**Work item**
In the ELISA figure captions, which model encodes the per-cluster statistics into 768-dimensional semantic embeddings?

This paper contains 89 sections, 8 equations, 4 figures, 9 tables.

Figures (4)

  • Figure 1: Overview of the ELISA architecture. The framework comprises three stages. In data preparation (left), a single-cell dataset undergoes standard preprocessing (normalization, log-transform, highly variable gene selection, PCA, neighbor graph construction, and Leiden clustering), after which per-cluster differential expression statistics are computed, enriched with Gene Ontology (GO) and Reactome terms, and encoded into 768-dimensional semantic embeddings via BioBERT. In parallel, cell-level expression embeddings are generated through scGPT. Both representations are fused into a single serialized embedding file (.pt). In the retrieval and analysis stage (center), a query classifier routes user input---gene signatures, natural language concepts, or mixed queries---to the appropriate pipeline: gene marker scoring, semantic retrieval, or hybrid retrieval via reciprocal rank fusion (RRF). Additional analytical modules perform pathway scoring, ligand--receptor interaction prediction, comparative analysis, and proportion estimation directly on the embedded data. In the interpretation stage (right), all retrieval and analysis outputs are passed to a Groq-hosted LLM (LLaMA 3.1-8B) that generates grounded biological interpretations and structured reports.
  • Figure 2: ELISA outperforms CellWhisperer across six datasets and both query types. Radar plots showing retrieval performance on ontology (Ont) and expression (Exp) queries for each dataset. Each plot displays six axes: Cluster Recall@$k$ at two dataset-adapted cutoffs and Mean Reciprocal Rank (MRR), evaluated separately on ontology and expression queries (see Supplementary Section \ref{['sec:ret_metrics1']} for metric definitions). Higher values (further from center) indicate better performance. Four retrieval modes are compared: CellWhisperer (pink dashed), ELISA Semantic (blue), ELISA scGPT (orange), and ELISA Union (green). The Union mode consistently achieves the largest radar footprint, matching or exceeding CellWhisperer on ontology metrics while substantially outperforming it on expression metrics. ELISA Union significantly outperformed CellWhisperer across all datasets and metrics (combined permutation test, $p < 0.001$; see Table \ref{['tab:retrieval_stats']}).
  • Figure 3: Cell-level UMAP of the cystic fibrosis airway dataset (D1) colored by Cell Ontology annotation. Approximately 96,000 cells are shown across 30 annotated cell types spanning immune (T cells, B cells, NK cells, macrophages, monocytes, dendritic cells, mast cells), epithelial (basal, suprabasal, multiciliated, secretory, goblet, club, ionocyte, neuroendocrine), and stromal (fibroblasts, pericytes, endocardial cells) compartments. Labels are placed at cluster centroids with iterative repulsion to minimize overlap.
  • Figure 4: Expression of HLA-E projected onto the cell-level UMAP of the cystic fibrosis airway dataset (D1). Color intensity (purple gradient) indicates normalized expression level, with non-expressing cells shown in grey. HLA-E is most highly expressed in immune cell clusters, particularly CD8$^+$ T cells and NK cells, consistent with its role as a ligand for the NKG2A inhibitory receptor. Moderate expression is observed across epithelial populations including basal cells, supporting the HLA-E/NKG2A immune checkpoint axis identified by Berg et al.

**Data provided**
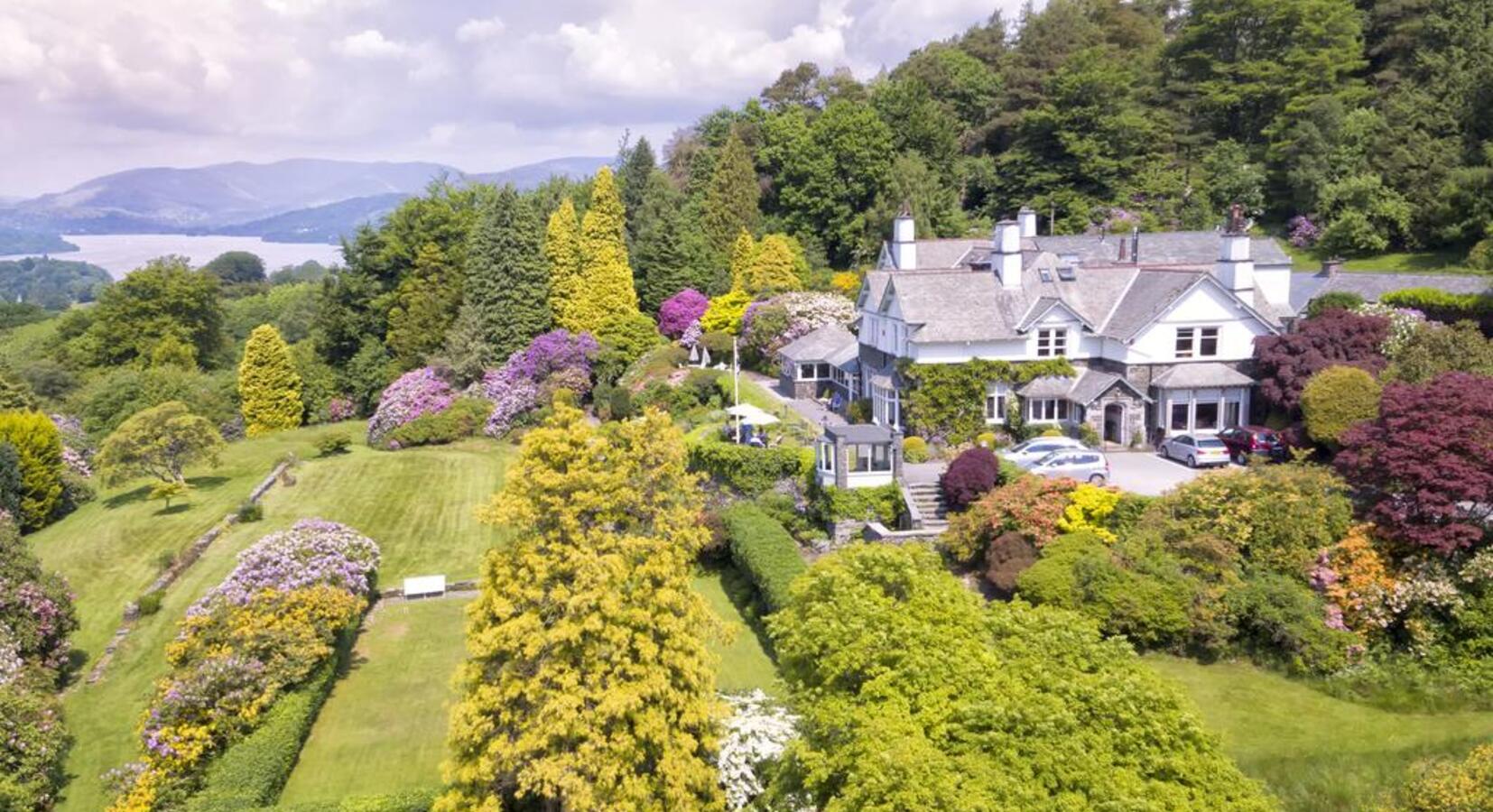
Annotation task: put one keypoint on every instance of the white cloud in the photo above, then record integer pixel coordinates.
(481, 30)
(369, 45)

**Your response**
BioBERT